_Source document_:
▼
# 3 beeps on start-up, no video



## danj0

i really don't know if i should consider what i keep on hearing as 3 beeps. first there are 2 beeps, the first being higher in pitch than the second one, then after about 2 - 4 seconds, a third beep comes in.

i dont have video and when i press enter, it restart (cause i hear the beeps again)

this has already happened a while back and somehow it managed to boot again, but this time, i think the damage is for real. when this first happened, i tried putting in my password and pressing enter and i was able to log-in. but now, nothing happens at all. i think the pc isn't booting.


please help


----------



## speedster123

system specs?

reset the cmos, pop the battery out for 30 mins *after you unplug it* and destatic yourself.


----------



## danj0

amd athlon 4400+
kingston 1gig ram
ichill 8500gt 512mb 256 bit
250 gig maxton harddisk
samasung dvdrw


i tried that, but i only took it out for about a few seconds.. by the way, how do i destatic myself?


by the way, i just had this computer built about 2 months ago.


----------



## danj0

this is my motherboard: MSI K9N6SGM-V


----------



## danj0

speedster123 said:


> system specs?
> 
> reset the cmos, pop the battery out for 30 mins *after you unplug it* and destatic yourself.


i tried this, but i also tried reseating the ram and placing it on a different slot. and i found a disconnected plug on one of those 4piece wire connections from the hard disk and placed it back in.. so i am not sure what really made my computer well again.
▲
Lines of data
▼
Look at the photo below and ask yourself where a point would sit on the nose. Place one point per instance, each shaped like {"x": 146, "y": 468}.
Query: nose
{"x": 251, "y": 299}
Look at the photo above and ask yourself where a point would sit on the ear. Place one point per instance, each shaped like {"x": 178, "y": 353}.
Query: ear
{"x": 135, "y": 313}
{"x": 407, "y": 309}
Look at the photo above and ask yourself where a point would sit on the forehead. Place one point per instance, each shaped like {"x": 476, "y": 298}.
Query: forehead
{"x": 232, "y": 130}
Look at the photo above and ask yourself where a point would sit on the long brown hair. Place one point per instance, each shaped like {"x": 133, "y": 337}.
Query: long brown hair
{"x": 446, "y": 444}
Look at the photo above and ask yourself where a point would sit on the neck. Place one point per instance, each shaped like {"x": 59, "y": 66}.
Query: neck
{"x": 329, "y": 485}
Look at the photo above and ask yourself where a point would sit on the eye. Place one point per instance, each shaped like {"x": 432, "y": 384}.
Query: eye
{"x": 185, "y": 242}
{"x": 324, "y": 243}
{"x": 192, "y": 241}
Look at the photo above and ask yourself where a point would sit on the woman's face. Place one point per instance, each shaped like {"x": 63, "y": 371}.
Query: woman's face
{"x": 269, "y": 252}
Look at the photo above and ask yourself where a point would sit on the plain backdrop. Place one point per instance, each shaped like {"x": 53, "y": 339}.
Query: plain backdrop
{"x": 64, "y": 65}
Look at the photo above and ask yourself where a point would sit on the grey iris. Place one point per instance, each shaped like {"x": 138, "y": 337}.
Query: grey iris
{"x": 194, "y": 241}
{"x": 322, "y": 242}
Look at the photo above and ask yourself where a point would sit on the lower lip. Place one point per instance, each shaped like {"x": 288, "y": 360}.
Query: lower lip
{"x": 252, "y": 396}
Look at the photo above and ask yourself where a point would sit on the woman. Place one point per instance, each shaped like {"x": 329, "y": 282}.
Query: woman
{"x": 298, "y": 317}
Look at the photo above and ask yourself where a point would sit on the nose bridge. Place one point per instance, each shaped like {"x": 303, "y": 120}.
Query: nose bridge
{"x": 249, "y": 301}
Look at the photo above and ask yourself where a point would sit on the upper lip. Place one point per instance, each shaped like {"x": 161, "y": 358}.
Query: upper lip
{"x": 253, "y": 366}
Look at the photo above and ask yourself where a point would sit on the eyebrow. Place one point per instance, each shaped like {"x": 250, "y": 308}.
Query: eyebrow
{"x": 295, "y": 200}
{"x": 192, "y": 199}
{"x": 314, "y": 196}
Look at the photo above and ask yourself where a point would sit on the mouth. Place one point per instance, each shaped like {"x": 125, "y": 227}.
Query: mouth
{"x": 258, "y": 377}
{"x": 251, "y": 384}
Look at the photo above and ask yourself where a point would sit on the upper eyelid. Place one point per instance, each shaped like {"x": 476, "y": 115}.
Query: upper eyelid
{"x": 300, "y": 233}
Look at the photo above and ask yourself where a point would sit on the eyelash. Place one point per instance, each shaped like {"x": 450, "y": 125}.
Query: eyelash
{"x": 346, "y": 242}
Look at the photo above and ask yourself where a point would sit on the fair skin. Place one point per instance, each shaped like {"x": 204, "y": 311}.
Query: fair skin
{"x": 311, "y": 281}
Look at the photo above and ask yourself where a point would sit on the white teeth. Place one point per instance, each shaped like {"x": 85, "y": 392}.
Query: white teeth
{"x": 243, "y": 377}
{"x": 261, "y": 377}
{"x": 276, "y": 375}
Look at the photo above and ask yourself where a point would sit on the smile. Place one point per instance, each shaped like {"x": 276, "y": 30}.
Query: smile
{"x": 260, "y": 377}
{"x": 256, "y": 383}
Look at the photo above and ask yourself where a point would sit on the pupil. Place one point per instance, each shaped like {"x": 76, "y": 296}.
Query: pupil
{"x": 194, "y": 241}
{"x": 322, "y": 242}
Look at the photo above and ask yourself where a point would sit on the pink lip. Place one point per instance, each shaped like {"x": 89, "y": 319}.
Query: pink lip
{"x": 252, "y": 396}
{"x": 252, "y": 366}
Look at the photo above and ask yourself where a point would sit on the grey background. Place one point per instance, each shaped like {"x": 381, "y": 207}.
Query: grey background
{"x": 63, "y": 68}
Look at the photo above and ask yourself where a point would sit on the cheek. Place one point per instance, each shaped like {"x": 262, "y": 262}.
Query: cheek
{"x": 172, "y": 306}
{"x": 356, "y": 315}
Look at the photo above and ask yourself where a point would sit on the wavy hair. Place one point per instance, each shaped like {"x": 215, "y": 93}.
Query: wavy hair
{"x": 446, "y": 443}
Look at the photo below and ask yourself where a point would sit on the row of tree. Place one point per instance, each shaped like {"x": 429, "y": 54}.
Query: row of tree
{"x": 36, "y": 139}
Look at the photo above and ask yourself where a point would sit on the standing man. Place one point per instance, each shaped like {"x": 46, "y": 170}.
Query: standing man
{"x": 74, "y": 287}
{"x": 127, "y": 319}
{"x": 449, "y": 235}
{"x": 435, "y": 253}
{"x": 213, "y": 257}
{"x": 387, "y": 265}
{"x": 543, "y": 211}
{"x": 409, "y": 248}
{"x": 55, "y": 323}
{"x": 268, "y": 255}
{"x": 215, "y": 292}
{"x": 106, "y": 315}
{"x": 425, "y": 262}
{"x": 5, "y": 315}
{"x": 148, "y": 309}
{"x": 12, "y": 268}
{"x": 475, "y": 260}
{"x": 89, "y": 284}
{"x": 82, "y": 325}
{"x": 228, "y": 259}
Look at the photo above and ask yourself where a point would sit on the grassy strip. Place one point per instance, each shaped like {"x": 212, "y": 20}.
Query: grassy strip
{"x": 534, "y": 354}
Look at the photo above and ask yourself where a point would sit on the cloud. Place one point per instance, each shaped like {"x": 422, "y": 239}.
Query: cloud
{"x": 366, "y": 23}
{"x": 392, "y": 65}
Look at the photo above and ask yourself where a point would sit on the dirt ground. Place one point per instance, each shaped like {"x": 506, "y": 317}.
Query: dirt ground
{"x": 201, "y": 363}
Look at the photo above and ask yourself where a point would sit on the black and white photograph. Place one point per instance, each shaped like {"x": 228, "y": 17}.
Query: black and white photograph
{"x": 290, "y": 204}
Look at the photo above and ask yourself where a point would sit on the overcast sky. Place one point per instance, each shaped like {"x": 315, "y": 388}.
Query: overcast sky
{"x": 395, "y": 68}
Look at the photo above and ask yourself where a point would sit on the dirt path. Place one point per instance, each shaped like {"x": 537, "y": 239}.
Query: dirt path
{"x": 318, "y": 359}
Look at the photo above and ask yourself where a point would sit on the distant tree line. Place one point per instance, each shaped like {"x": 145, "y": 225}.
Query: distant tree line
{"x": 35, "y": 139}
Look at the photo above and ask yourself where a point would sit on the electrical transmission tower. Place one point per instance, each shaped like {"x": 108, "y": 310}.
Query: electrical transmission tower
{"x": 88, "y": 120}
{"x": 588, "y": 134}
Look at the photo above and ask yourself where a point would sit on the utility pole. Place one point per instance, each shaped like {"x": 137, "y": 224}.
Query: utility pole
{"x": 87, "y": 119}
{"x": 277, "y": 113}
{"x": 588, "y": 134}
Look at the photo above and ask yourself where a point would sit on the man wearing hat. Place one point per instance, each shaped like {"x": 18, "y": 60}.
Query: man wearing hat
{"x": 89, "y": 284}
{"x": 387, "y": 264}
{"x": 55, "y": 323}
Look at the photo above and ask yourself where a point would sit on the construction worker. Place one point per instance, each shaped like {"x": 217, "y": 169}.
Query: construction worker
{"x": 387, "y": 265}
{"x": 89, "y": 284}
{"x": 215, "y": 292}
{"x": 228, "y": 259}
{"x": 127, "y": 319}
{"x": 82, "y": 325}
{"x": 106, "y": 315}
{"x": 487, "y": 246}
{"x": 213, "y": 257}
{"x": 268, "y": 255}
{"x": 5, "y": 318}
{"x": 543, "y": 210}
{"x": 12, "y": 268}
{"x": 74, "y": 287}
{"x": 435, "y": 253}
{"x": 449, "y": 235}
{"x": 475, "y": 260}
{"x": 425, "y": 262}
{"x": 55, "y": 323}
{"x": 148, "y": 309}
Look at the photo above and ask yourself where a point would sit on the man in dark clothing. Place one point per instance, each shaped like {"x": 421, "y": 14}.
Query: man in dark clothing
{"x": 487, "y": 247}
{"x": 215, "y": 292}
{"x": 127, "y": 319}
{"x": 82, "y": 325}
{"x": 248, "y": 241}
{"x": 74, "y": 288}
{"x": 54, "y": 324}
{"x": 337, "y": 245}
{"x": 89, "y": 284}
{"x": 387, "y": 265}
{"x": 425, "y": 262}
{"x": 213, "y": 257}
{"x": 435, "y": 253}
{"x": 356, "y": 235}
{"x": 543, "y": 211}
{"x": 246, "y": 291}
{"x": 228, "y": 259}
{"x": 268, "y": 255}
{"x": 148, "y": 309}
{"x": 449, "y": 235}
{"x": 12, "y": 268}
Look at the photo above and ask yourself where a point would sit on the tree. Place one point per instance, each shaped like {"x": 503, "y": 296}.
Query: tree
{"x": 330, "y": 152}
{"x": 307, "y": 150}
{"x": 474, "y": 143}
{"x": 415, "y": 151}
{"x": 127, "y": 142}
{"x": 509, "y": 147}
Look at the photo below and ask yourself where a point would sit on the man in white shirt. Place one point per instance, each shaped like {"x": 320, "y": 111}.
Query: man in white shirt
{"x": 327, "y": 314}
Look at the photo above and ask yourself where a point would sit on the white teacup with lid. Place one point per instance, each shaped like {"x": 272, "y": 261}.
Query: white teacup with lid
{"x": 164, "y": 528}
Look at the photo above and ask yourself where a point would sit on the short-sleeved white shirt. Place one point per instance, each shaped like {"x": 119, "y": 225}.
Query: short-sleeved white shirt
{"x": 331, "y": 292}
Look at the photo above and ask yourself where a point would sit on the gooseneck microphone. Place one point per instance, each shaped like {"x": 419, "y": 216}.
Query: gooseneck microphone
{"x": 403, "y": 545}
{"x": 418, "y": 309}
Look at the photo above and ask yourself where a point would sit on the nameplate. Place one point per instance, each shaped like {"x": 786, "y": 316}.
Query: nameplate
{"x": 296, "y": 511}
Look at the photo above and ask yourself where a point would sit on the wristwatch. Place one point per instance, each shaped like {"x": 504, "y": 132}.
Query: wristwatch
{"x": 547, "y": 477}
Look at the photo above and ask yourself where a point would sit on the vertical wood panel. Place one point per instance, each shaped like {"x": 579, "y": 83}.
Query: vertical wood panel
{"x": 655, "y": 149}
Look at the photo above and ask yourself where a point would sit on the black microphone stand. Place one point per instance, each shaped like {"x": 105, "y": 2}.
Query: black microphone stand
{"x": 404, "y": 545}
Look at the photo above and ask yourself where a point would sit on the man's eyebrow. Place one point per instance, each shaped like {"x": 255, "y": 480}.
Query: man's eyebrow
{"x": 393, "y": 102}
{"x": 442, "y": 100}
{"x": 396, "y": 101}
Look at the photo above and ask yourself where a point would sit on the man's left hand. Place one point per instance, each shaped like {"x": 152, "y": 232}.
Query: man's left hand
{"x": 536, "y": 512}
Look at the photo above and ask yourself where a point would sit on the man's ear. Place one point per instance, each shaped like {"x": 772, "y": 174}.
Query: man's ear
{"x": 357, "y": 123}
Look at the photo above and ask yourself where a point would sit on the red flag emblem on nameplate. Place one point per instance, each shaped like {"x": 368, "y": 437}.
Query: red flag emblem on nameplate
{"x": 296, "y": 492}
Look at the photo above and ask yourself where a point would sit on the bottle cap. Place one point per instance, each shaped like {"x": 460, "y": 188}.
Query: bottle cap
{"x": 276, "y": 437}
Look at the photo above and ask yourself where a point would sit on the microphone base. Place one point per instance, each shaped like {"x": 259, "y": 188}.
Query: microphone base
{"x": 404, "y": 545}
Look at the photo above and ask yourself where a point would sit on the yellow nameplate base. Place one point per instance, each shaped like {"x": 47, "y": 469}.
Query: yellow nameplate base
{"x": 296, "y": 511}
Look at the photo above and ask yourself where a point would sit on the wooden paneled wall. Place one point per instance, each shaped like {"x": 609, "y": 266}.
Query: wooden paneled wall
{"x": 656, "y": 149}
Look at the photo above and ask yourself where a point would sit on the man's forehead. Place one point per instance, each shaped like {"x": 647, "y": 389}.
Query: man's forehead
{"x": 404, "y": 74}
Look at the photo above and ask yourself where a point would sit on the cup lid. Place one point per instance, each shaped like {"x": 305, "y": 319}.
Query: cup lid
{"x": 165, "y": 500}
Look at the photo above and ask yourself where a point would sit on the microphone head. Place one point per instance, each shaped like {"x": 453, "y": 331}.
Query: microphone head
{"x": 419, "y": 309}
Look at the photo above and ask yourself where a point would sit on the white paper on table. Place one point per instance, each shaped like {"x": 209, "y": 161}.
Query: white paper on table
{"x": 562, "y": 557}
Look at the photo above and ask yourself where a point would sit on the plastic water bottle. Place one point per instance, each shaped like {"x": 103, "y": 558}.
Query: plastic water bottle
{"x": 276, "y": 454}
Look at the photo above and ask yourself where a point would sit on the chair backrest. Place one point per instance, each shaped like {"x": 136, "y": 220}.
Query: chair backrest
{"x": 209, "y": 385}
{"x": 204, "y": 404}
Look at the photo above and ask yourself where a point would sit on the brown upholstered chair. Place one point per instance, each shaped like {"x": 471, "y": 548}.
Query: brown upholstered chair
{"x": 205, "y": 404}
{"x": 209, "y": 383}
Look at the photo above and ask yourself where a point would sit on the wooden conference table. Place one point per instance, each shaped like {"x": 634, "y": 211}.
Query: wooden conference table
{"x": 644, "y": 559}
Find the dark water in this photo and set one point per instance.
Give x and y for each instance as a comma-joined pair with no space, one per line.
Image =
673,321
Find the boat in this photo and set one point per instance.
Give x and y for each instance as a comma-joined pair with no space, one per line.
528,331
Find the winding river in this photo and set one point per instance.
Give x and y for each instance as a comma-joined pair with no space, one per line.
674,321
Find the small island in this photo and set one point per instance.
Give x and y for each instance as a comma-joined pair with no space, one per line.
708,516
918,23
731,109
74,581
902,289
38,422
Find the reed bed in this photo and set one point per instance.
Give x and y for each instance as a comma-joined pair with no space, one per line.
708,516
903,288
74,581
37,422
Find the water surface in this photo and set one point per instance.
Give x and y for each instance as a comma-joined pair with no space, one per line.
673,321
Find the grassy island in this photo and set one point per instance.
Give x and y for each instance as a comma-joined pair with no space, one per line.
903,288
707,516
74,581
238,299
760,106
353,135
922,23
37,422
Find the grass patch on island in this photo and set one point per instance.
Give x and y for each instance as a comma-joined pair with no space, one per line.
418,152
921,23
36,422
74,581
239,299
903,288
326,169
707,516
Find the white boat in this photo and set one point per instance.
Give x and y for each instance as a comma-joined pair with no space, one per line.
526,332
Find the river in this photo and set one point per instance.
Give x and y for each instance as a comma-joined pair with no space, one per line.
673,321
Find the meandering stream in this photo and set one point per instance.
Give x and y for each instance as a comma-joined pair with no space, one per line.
▲
_Complete the following_:
1. From the forum thread about the start-up beeps, list every component in the specs reply that begins with "amd athlon 4400+".
2. Please carry on the forum thread about the start-up beeps, picking up after its final post.

_Answers for this exercise_:
1.
amd athlon 4400+
kingston 1gig ram
ichill 8500gt 512mb 256 bit
250 gig maxton harddisk
samasung dvdrw

2.
----------



## groudon185p

take out all the ram, reset cmos, and stuff, place only ONE stick in slot one labeled by motherboard manual or unless you know it, if that doesn't work try another one until you have tried them all if that doesn't work if your motherboard has onboard video take out your video card and try booting from that, btw have you updated bios lately or tried to update bios if an error occured during update then theres your problem the system is f*cked


----------



## danj0

my pc is already up and alive! im not quite sure which did the trick though.. i tried many things at once..


----------



## colep2003

danj0 said:


> amd athlon 4400+
> kingston 1gig ram
> ichill 8500gt 512mb 256 bit
> 250 gig maxton harddisk
> samasung dvdrw
> 
> 
> i tried that, but i only took it out for about a few seconds.. by the way, how do i destatic myself?
> 
> 
> by the way, i just had this computer built about 2 months ago.


you need to take it out for 30 seconds to dump the memory.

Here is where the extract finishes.